Entradas guardadas
---*---
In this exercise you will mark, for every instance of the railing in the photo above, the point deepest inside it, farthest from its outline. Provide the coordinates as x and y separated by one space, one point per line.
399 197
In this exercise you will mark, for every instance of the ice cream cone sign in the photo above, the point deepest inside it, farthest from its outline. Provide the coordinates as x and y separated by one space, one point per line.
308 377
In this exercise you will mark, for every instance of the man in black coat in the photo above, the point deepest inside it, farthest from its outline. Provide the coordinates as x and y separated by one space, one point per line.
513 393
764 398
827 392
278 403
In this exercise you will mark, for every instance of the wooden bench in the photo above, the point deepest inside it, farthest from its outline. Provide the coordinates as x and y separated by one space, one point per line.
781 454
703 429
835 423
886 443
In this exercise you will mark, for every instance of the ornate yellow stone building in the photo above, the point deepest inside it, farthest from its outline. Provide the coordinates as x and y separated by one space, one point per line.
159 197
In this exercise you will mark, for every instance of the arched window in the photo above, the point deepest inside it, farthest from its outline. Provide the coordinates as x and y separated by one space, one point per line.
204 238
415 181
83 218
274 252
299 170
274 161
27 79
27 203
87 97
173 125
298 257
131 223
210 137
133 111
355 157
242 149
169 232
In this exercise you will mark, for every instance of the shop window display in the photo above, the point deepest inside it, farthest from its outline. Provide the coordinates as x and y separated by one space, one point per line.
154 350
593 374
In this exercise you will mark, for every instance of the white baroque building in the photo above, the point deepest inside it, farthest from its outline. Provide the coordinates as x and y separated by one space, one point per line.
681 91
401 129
---*---
Reproduce textualmente el tramo del material que va desde la línea que contiene "of the arched" hasta el final del material, con ambos extremos incluidos.

Respuesta esperada -
In this exercise you will mark, for every instance of the arched window in the photo above, the point deepest inside it, farthest from its outline. Provide the coordinates as x and y separated by one space, one point per line.
204 238
415 181
83 218
274 252
299 170
274 161
27 79
27 203
87 97
173 125
298 257
131 223
210 137
133 111
355 157
242 149
169 232
In this exercise you will mark, for every instance of the shop window display in the photo above, the point deepest inside it, farthest from its outline. Provide the coordinates as x and y separated by one space, one point per line.
154 350
593 374
In this exercise you will mark, for every instance of the white baroque building in the photo above, the point deepest inside it, farthest from its outline. Provide the coordinates as x and y separated by one space, one point per line.
681 91
401 129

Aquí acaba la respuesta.